WORKING DATA section start

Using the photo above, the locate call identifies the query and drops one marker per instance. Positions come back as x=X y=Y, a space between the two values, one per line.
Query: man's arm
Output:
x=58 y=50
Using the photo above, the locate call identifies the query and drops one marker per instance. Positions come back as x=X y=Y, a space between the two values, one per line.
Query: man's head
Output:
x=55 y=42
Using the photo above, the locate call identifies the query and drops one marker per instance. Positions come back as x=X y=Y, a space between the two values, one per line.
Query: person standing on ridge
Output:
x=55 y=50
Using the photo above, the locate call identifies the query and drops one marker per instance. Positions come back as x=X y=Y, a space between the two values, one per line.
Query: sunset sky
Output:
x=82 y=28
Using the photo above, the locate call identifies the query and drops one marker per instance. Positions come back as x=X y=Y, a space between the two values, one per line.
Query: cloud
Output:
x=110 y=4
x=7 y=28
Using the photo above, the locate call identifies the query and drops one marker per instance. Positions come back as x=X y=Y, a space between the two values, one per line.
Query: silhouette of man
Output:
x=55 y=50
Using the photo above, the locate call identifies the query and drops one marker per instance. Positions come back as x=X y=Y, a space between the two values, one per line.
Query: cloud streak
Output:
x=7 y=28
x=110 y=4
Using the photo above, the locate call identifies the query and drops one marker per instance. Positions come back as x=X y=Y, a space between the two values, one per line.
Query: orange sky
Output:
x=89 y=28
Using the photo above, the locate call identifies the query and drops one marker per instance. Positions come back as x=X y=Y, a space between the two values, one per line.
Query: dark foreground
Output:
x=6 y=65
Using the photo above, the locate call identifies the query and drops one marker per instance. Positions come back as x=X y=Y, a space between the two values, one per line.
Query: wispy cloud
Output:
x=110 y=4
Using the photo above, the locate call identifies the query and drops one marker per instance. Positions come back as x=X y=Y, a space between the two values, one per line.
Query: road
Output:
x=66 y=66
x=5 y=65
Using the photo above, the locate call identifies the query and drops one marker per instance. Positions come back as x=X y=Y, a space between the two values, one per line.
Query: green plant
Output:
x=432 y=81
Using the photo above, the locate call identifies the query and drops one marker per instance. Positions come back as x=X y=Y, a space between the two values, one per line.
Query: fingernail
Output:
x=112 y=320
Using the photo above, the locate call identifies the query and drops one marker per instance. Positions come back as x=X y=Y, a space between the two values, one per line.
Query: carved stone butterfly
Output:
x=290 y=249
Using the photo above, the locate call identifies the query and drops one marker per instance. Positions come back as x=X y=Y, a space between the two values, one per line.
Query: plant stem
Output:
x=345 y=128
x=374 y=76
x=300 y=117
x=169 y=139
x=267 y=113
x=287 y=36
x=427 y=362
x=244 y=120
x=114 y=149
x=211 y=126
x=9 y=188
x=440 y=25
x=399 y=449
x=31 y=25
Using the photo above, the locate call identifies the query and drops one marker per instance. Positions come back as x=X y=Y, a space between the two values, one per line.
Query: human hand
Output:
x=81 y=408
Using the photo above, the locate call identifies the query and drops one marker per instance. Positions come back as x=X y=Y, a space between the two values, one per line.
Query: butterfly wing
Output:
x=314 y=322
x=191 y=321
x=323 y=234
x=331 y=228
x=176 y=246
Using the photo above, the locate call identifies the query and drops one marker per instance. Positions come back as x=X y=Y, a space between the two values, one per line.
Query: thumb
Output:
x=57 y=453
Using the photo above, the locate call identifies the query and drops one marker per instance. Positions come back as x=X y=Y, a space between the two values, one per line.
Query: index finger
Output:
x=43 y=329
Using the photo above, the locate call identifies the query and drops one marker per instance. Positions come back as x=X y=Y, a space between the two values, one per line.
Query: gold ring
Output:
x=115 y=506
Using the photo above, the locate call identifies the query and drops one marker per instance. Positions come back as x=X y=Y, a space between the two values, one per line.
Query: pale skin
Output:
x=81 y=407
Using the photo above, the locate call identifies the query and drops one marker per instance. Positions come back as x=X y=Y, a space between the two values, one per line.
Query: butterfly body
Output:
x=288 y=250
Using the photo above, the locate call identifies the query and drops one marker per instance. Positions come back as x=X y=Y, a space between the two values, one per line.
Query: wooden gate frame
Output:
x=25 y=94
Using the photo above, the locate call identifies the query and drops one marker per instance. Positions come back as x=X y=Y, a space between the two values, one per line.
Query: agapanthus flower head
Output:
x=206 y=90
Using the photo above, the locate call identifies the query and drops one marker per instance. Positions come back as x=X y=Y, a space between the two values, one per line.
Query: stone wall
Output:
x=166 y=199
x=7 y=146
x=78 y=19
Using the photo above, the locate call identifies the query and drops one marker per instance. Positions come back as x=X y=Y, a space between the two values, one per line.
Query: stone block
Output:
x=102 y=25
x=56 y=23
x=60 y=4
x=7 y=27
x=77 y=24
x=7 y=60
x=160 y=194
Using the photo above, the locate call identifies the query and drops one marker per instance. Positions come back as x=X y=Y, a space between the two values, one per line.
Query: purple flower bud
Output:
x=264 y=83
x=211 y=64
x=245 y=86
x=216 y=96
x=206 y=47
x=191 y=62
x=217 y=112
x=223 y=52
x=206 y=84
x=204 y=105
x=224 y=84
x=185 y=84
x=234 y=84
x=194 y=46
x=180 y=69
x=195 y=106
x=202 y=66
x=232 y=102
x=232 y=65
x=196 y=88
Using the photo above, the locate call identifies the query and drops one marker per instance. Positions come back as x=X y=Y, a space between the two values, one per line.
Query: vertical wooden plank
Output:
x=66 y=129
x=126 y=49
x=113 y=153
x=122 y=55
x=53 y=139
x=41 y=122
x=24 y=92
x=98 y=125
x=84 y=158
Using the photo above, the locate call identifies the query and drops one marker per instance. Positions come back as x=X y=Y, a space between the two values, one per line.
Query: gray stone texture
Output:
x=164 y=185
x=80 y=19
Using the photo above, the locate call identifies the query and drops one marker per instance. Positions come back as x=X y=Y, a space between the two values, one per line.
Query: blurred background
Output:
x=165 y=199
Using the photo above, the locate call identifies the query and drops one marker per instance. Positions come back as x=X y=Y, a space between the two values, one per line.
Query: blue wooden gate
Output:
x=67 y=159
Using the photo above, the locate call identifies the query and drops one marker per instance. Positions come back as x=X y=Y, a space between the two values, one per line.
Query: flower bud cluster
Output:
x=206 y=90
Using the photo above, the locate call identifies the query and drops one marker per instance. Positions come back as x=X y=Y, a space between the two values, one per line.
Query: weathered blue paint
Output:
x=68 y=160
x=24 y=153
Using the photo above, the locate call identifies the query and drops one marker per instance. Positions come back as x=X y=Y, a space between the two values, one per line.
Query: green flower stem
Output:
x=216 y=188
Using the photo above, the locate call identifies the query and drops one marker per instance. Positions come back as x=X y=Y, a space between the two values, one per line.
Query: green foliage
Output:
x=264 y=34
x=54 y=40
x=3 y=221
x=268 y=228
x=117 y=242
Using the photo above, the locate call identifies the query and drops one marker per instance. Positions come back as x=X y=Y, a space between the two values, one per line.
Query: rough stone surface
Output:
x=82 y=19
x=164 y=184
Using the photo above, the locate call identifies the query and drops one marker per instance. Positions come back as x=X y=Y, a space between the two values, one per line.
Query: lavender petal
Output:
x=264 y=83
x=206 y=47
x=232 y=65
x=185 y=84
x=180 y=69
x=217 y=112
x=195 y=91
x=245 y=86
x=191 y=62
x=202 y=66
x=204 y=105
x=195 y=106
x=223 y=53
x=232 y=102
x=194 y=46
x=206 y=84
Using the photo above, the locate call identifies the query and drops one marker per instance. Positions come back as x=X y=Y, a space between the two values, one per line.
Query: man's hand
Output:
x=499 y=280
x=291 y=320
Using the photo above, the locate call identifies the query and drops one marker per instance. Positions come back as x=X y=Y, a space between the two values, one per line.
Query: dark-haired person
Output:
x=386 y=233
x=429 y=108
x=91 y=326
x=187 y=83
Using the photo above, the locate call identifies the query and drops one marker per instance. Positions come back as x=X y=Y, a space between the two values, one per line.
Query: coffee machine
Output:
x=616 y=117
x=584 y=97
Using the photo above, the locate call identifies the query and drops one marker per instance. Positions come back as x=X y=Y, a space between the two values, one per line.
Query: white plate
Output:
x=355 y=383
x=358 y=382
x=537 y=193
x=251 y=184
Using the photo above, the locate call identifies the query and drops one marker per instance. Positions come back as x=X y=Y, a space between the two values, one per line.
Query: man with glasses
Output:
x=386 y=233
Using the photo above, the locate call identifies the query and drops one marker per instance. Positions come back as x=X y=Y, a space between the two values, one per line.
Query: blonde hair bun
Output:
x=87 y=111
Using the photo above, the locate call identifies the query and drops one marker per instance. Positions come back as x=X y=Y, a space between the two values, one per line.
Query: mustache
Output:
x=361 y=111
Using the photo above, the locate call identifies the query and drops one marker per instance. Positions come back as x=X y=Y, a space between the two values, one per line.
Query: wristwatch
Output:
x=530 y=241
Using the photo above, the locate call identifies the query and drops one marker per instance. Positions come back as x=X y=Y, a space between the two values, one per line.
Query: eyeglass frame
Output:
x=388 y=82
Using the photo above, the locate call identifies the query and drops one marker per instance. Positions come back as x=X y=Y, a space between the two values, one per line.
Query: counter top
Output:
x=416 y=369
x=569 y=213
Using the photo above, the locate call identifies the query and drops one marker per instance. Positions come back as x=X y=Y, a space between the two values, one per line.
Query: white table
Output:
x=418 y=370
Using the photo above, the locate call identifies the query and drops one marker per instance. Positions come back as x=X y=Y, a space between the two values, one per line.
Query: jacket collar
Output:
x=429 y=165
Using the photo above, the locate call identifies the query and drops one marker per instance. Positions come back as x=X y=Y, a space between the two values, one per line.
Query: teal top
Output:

WORKING DATA section end

EXERCISE GOAL:
All lines in the listing above with the string "blue" should be returned.

TASK RESPONSE:
Query: blue wooden gate
Query: weathered blue paint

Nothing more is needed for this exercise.